Extract to read →
*** Block opens ***

Terrible situations deplete of us hope.

It’s easy to lose hope when faced with hardship, broken relationships, illness or a crisis. Or perhaps we’ve been waiting for something to happen – a relationship restored, a loved one to be healed, a wayward child to come home – and it’s been a long, long wait.

But what if we can find hope in the midst of and as a result of those broken places?

That’s what author, Deborah Malone, writes about on her blog and in her new book, Blooming in Broken Places.

Deborah is no stranger to the trials of life. She takes us on her real-life journey beginning with being her mother’s caregiver, to the rocky time of caring for her severely disabled daughter and finally to the disappointment  and trials of an abusive marriage that left her broken and feeling worthless.

But Deborah’s journey doesn’t stop there. Through healing and a gradual realization of God’s unlimited love, Deborah discovered how He could use her despite her limitations. In her book, Deborah delves into how numerous women from the Bible were all used by God, even while they were in broken places.

I recently had the privilege of interviewing Deborah. It was great to get to know her a little better.

First, a couple of easy questions…

Are you a coffee or tea drinker?

Definitely tea. However, I do love my one cup of flavored coffee in the morning with a dollop of whipped cream on top.

Where do you write?

I have two places I like to write. If I’m not on a deadline then I will write in the family room sitting on the couch with my laptop. If I’m on a deadline then I will write in the office, at the desk, where it is quiet and I can concentrate.

I think people don’t realize the time that goes into writing a book. How long did it take you to write Blooming in Broken Places? In what ways did you find it healing?

Love this question. This book is so dear to my heart. Many have asked me to write my story for many years. I wasn’t in the right place at the time. I didn’t want it to be negative or depressing, and I didn’t want to breathe life into long buried feelings. I was asked to speak on my life to a group of women who needed some encouragement. So many came up afterwards and told me I should write about my life to share with other women.

*** Block closes ***

Tasks to complete →
• 1. In the interview with Deborah Malone, why does she write in the office at the desk when she's on a deadline?
• 2. List the stages of Deborah's real-life journey that the interview introduction describes.
• 3. Continue the interview with Deborah Malone from its last sentence.

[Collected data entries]

*** Block opens ***

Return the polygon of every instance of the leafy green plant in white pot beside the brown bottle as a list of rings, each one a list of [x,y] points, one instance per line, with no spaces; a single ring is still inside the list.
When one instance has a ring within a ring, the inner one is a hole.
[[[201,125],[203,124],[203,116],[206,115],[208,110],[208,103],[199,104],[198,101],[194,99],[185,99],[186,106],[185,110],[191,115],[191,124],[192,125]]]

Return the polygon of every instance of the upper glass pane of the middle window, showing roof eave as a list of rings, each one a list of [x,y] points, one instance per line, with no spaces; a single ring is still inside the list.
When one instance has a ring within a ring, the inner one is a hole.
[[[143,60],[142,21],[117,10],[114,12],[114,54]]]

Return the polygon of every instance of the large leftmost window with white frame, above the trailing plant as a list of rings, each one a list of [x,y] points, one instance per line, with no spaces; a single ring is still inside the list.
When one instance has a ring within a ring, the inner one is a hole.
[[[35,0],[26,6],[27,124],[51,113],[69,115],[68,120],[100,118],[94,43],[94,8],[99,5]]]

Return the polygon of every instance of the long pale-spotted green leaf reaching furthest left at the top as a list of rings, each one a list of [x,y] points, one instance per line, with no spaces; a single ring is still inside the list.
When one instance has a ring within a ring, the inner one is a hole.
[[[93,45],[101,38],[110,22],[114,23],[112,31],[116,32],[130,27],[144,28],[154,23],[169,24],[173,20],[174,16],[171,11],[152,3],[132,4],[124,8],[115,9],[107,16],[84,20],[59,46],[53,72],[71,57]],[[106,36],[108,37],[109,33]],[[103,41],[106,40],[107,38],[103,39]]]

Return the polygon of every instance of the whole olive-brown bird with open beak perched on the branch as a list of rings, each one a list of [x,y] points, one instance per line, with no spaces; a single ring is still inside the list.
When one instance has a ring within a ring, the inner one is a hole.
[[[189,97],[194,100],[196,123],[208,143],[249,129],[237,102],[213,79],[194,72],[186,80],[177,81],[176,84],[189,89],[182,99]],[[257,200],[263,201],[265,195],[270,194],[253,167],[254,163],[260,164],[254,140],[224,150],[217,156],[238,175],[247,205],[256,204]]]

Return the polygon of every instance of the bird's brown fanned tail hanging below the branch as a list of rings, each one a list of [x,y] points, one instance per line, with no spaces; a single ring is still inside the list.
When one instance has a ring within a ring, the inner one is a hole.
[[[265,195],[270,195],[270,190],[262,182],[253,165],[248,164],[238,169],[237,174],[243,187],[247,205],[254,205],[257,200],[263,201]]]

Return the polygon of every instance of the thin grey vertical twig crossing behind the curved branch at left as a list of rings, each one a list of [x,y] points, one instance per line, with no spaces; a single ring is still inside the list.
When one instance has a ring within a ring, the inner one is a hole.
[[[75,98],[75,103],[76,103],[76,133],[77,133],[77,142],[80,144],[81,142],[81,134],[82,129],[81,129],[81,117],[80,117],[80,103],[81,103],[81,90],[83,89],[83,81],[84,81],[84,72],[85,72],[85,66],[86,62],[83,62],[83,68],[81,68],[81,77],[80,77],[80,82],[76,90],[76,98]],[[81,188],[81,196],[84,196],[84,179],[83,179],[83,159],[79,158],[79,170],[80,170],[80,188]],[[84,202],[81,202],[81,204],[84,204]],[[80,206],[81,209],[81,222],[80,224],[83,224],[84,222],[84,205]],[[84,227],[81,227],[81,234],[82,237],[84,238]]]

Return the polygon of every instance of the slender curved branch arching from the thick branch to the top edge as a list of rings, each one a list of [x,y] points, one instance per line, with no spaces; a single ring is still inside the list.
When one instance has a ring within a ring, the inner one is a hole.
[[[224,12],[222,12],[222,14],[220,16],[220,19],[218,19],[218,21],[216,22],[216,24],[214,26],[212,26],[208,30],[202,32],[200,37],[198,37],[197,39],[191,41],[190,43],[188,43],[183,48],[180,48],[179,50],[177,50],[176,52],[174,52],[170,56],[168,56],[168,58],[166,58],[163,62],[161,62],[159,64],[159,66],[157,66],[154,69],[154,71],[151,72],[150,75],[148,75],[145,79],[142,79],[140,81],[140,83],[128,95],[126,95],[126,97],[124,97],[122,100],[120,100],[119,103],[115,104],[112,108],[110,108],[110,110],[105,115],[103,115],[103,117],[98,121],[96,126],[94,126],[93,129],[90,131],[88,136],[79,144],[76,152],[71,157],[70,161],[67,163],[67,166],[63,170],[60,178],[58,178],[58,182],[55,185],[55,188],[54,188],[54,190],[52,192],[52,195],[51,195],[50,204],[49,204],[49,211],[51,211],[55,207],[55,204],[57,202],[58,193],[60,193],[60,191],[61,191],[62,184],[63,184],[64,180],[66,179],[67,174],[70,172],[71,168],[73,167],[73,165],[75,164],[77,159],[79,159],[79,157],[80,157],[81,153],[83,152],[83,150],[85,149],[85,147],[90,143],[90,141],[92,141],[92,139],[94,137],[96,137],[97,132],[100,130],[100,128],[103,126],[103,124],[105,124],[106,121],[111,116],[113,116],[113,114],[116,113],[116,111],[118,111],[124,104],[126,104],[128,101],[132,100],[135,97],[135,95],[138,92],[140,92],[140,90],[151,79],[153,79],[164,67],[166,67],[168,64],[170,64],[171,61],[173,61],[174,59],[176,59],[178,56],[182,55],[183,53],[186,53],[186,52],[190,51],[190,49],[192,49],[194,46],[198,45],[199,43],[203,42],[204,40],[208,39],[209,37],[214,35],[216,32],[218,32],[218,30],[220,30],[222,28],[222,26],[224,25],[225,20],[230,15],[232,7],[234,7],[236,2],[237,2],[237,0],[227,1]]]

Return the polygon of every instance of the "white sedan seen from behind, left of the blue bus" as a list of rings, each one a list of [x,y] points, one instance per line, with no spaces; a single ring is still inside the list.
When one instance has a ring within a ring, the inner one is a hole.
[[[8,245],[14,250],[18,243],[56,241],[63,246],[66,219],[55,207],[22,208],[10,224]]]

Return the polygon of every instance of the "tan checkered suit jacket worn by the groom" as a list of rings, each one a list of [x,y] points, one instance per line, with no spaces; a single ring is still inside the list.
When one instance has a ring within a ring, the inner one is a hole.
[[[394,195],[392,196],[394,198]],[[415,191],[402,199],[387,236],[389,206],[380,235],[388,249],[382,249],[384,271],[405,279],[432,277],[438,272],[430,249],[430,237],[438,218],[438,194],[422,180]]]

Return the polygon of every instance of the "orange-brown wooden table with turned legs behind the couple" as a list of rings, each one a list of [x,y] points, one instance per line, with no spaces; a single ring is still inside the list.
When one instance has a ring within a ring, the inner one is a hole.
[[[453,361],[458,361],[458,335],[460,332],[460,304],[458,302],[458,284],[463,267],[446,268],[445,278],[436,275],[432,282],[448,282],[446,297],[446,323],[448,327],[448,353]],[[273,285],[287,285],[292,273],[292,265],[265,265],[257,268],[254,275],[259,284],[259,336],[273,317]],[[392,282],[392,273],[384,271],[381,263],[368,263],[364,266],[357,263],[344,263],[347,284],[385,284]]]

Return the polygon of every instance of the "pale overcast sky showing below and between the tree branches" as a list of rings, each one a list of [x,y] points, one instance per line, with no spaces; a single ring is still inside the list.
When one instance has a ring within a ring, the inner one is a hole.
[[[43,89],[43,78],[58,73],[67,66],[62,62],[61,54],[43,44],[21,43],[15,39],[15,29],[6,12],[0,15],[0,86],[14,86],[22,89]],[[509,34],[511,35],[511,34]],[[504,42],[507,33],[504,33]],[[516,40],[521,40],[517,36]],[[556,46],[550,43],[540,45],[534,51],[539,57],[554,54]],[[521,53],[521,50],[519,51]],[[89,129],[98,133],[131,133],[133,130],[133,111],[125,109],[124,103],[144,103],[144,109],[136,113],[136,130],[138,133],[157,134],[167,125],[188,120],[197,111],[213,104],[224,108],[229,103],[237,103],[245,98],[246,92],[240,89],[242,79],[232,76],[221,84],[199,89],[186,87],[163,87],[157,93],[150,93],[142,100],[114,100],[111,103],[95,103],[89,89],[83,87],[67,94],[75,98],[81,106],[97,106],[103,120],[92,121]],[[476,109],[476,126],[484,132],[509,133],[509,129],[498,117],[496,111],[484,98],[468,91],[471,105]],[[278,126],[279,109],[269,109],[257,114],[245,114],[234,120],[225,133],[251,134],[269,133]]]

*** Block closes ***

Exercise answers →
• 1. She writes there because it is quiet and she can concentrate.

• 2.
- Being her mother's caregiver
- Caring for her severely disabled daughter
- The disappointment and trials of an abusive marriage

• 3.
I didn’t write it then, but it sparked a flame in me. While I was writing my third book in the Skye Southerland Cozy Mystery Series, I was led to write Blooming in Broken Places. I came up with the idea of weaving my story between twelve women from the Bible that were broken, but whom God used in a mighty way even in their darkest times. In this way it would encourage those who read it. It took a year from conception to publication.

I am not going to say it was easy. After my first draft my editor and publisher both said I needed more me in the story. I knew then I could not get away with writing the bare bones. I would have to dig up feelings long buried for the story to be authentic enough to touch others. I never realized in the writing process I would find the healing I had been longing for.

From the reviews of your book, I would say people really appreciated the “you” factor. Well done delving into those difficult areas.

If you had to pick one women from the Bible that you wrote about, who would be your favorite? Why?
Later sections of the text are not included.